● **EXCERPT PROVIDED**:
---

I Built A Serverless AirBnB-Styled App For Garages — Here’s What Happened
Uriel Bitton
AWS Cloud Engineer | The DynamoDB guy | AWS Certified | I help you supercharge your DynamoDB database ????
?? Hello there! Welcome to The Serverless Spotlight!
The Story
A couple of years ago I had this potentially great idea.
I wanted to build the “AirBnB of Garages”.
As the name implies the application idea was to allow users to rent out their driveways and garages by the hour or the day and make a little side income with it.
Like AirBnb, the idea would offer users mostly pure profit since owners don’t usually have charges on their garages and driveways.
I also noticed that many driveways in my city were usually empty during the day when home owners left for work.
I felt like I had a great idea! — people could make an income without it costing them any money.
I called it Rentage.
“Rentage is an app that lets people find driveways/garages to be used as parking spaces for their cars.”
I instantly dived into building the idea. As a software developer, I had zero costs to build and test the idea.
Little that I knew, it was set up for failure before it even started.
Why? I hadn’t done proper research on the idea before starting to build it…
The App
The web app started off as a simple homepage where users could see available driveways/garages in their area.

---

● **DATA SUPPLIED**:
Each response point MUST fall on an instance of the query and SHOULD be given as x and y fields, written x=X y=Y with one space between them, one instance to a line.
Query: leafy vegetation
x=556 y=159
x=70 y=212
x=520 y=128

---

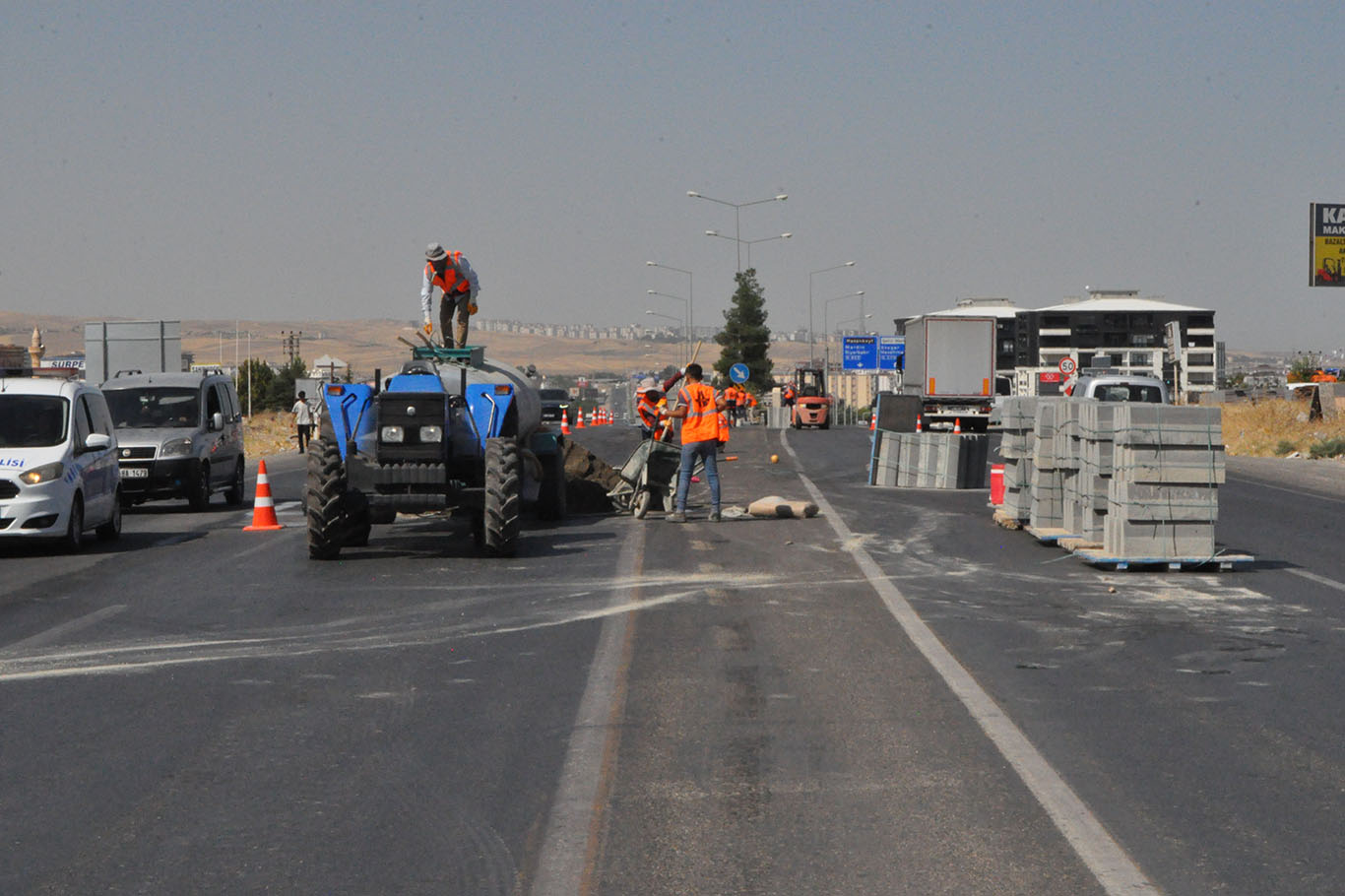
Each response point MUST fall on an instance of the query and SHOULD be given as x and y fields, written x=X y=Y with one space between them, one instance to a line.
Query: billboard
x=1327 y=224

---

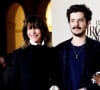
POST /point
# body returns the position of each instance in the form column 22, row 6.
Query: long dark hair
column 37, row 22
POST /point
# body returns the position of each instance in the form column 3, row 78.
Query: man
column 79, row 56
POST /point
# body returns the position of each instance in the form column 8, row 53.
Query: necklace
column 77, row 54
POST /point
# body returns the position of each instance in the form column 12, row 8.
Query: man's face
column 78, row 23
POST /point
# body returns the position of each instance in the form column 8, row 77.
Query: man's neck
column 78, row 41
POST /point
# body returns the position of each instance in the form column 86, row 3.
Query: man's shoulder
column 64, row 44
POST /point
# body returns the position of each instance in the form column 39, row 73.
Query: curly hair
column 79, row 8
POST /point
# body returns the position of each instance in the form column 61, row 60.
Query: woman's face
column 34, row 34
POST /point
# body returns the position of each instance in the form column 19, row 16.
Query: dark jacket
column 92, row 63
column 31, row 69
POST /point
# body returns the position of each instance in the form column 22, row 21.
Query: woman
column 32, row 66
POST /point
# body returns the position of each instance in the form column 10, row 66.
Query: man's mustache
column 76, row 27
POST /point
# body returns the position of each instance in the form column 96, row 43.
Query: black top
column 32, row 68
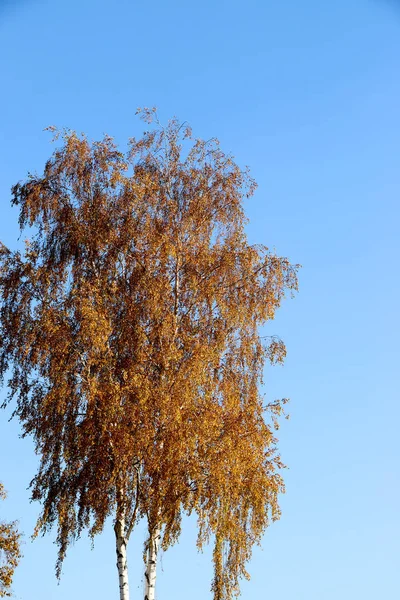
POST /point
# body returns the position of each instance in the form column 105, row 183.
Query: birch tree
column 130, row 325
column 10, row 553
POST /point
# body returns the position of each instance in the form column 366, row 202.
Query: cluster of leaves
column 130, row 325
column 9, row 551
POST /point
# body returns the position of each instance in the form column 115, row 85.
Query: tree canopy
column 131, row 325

---

● **PROBLEMS TO WORK ON**:
a. Reproduce the post about the garage-rental app, starting with "I Built A Serverless" and going on through "called it Rentage.", swapping "driveways" for "parking spots" wherever it occurs.
b. Pick out every line of the records that contains the string "dark", matching case exactly.

● **SOLUTIONS TO EACH TASK**:
a.
I Built A Serverless AirBnB-Styled App For Garages — Here’s What Happened
Uriel Bitton
AWS Cloud Engineer | The DynamoDB guy | AWS Certified | I help you supercharge your DynamoDB database ????
?? Hello there! Welcome to The Serverless Spotlight!
The Story
A couple of years ago I had this potentially great idea.
I wanted to build the “AirBnB of Garages”.
As the name implies the application idea was to allow users to rent out their parking spots and garages by the hour or the day and make a little side income with it.
Like AirBnb, the idea would offer users mostly pure profit since owners don’t usually have charges on their garages and parking spots.
I also noticed that many parking spots in my city were usually empty during the day when home owners left for work.
I felt like I had a great idea! — people could make an income without it costing them any money.
I called it Rentage.

b.
Query: long dark hair
Query: dark jacket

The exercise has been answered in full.